[begin Page extract]
5 years of Alphabettes

"Alphabettes" made out of Wood type

Wood type composition by Grendl Löfkvist

This September, we’re celebrating five years of Alphabettes. Five YEARS?! While the past six months feels like 20 years, it can’t be possible that we’ve been cultivating this tiny plot of the internet for that long, can it? And yet, here we are.

According to reliable sources like Grendl, a 5 year anniversary is celebrated with the gift of wood, to represent the durability of the relationship (psst, you might be seeing some wood type around these parts over the next month). Wood is durable, but it can also show signs of its natural aging process. Kind of like Alphabettes.

What is Alphabettes, anyway? I ask myself that question everyday.

Alphabettes is a disorganized group of (sometimes) loud and (always) opinionated women who share a love of type and lettering. We respect the diverse lived experiences of women in our industry and we can continue to do better to honor and celebrate this. At its roots, Alphabettes supports and promotes the work of all women in type even if everyone doesn’t agree with what we publish or how we (dis)organize ourselves.

Alphabettes is built on the stamina of its contributors. We tend to favor spontaneity over perfection. Sometimes, what we do doesn’t live up to expectations. Sometimes (A LOT of time) we disagree. Some people would like to see us more organized, more transparent, more scholarly, or more conventional. It’s never been perfect but here’s the rub: Alphabettes currently has no sponsors, no membership fees, no budget, no heavy-handed editorial policies, and no hierarchies. There are no profit margins to meet, no board members to appease, and no silent benefactors to placate. Despite this (or perhaps because of this?), a lot of good things have come out of the mix:

• Since 2016, the Alphabettes Mentorship program has helped connect hundreds of professionals with newcomers in the type world. Kudos to Liron Lavi Turkenich, Shani Avni, Eleni Beveratou, Veronika Burian, Katy Mawhood, and everyone else throughout the years (especially Bianca Berning and Isabel Urbina Peña, who started it) has built this amazing initiative.

Alphacrit has offered over 10 sessions in the past two years for newcomers to have in-progress work critiqued by two seasoned professionals. Nicole Dotin steers the formidable boat (shout-out to co-founder emeritus, Luisa Baeta) with a wonderful crew of volunteers including Sol Matas, Tanya Maria George, Vitória Neves, Tamye Riggs, Lila Symons, and Tânia Raposo.
[end Page extract]
[begin Entries provided]
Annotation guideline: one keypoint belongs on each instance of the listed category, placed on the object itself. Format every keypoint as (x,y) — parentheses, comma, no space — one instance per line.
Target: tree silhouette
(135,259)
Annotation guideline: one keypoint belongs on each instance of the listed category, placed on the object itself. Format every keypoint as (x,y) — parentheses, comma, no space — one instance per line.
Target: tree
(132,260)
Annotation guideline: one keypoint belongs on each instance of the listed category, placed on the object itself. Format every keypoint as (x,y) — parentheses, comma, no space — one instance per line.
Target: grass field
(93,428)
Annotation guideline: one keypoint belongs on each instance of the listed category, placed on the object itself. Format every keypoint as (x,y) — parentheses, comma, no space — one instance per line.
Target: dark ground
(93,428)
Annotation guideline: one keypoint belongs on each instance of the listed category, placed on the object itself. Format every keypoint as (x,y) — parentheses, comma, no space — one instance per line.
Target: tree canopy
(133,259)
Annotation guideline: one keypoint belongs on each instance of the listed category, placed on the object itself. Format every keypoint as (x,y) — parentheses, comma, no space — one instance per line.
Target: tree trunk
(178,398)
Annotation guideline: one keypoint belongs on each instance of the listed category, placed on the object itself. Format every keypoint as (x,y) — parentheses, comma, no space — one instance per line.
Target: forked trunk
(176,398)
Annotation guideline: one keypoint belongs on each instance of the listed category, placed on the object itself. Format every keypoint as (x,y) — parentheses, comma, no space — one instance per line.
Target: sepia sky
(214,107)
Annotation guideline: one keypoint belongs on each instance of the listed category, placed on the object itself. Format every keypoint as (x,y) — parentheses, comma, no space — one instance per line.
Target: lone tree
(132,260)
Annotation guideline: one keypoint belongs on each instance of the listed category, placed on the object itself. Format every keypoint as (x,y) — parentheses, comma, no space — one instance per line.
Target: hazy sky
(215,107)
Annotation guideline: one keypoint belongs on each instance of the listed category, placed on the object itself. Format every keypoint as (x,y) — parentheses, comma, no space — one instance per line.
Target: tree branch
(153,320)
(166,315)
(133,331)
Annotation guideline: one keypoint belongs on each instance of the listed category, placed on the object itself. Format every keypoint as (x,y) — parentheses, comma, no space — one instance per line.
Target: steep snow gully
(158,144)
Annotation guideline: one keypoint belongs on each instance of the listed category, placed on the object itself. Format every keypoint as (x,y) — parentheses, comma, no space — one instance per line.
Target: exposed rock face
[end Entries provided]
- _Task details_:
Write the next part of the Alphabettes five-year anniversary post, picking up right after its last sentence.

- _Response to this task_:
• Since 2015, this fine blog you’re reading has published over 300 articles on type and lettering, industry commentary, research in the field, interviews with experts, quite a few series, and has featured nearly 130 headers by women in the type fields. Phew! It’s impossible to name every person who has written, edited, reviewed, code-tweaked, cheerleaded, or contributed to this effort. Big thanks to Elena Schneider who seamlessly ensures the header updates every other Thursday forever and ever.

• We’ve hosted several live, quasi-chaotic events through the years, including three editions of the Alphabettes Variety Show at the Typographics conference in NYC and the global 24-hour Hangout.

• Our Instagram feed is taken over each week (or so 😬) by a member of the Alphabettes network, featuring their work, research or things that inspire them.

• Sometimes we get into good trouble on Twitter but hey, what’s Twitter for anyway?

• More women have spoken at type conferences and events in the past five years than ever before. We’ve done our best to respond to every request for speaker recommendations, to circulate calls for speakers within our network, and cheer on those who need the extra push.

• We adopted the 💌.

• Some more things I am probably forgetting because I, probably like you, haven’t slept much in six months.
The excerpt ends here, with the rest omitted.